_DOCUMENT TEXT_
::::

- Born: 1979 (age 46–47) Szeged, Hungary
- Education: Hungarian University of Fine Arts Montclair State University
- Known for: contemporary abstract painting
- Website: https://www.kucsora.com

= Márta Kucsora =

Hungarian painter

Márta Kucsora (Hungary 1979) is a contemporary artist, known primarily for her large-scale abstract paintings. Kucsora had solo shows at Galerie Melbye-Konan (Hamburg, Germany), Postmasters Gallery, the Kalman Maklary Fine Arts, the Kunsthalle in Budapest (Hungary) and the Kepes Institute (Eger, Hungary). She was included in museum shows at 21C Museum Bentonville, Hungarian National Gallery and Ernst Museum. In 2006, she co-founded the Budapest Art Factory and runs an International Artist Residency Program there.

::::

_CHALLENGE_
Repeat the Márta Kucsora biography word for word, from "- Born: 1979" up to and including "Residency Program there.". The entries play no part in this work.

::::

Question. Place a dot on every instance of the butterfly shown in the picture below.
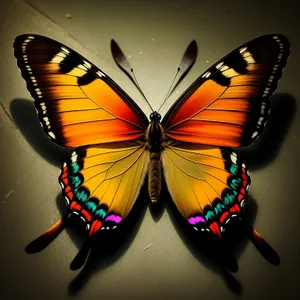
(117, 146)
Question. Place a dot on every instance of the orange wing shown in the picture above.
(229, 104)
(77, 103)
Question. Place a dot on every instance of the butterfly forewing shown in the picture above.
(77, 103)
(228, 105)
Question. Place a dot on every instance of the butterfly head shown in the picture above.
(155, 116)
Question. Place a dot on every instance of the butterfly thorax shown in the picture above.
(154, 136)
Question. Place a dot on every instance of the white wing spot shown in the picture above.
(59, 57)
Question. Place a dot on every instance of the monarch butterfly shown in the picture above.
(78, 105)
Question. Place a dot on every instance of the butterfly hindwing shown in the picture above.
(229, 104)
(77, 103)
(98, 185)
(208, 185)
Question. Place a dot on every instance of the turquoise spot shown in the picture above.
(235, 183)
(230, 197)
(209, 215)
(91, 206)
(219, 208)
(75, 167)
(76, 181)
(101, 213)
(233, 169)
(82, 196)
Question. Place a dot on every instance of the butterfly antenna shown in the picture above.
(187, 61)
(124, 65)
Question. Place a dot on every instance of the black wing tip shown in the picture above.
(34, 247)
(81, 256)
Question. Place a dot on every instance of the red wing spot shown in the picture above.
(73, 204)
(240, 197)
(95, 226)
(70, 195)
(235, 209)
(224, 216)
(86, 214)
(215, 228)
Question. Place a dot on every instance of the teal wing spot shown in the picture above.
(235, 183)
(82, 195)
(76, 182)
(91, 206)
(209, 215)
(229, 197)
(234, 169)
(101, 213)
(75, 167)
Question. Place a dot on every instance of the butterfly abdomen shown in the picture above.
(154, 136)
(154, 176)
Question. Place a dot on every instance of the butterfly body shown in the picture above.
(80, 106)
(155, 136)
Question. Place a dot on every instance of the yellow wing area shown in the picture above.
(102, 182)
(208, 185)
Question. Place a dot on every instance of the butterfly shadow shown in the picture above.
(24, 115)
(266, 148)
(205, 249)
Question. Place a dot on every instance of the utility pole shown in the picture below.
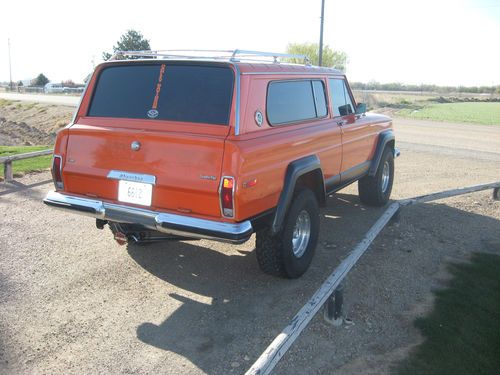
(321, 33)
(10, 67)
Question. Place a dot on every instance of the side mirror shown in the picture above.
(361, 108)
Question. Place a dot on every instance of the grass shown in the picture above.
(462, 334)
(471, 112)
(27, 165)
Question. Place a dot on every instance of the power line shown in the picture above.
(320, 53)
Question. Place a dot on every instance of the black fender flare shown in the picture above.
(383, 139)
(294, 170)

::::

_FULL SOLUTION_
- Born: 1979 (age 46–47) Szeged, Hungary
- Education: Hungarian University of Fine Arts Montclair State University
- Known for: contemporary abstract painting
- Website: https://www.kucsora.com

= Márta Kucsora =

Hungarian painter

Márta Kucsora (Hungary 1979) is a contemporary artist, known primarily for her large-scale abstract paintings. Kucsora had solo shows at Galerie Melbye-Konan (Hamburg, Germany), Postmasters Gallery, the Kalman Maklary Fine Arts, the Kunsthalle in Budapest (Hungary) and the Kepes Institute (Eger, Hungary). She was included in museum shows at 21C Museum Bentonville, Hungarian National Gallery and Ernst Museum. In 2006, she co-founded the Budapest Art Factory and runs an International Artist Residency Program there.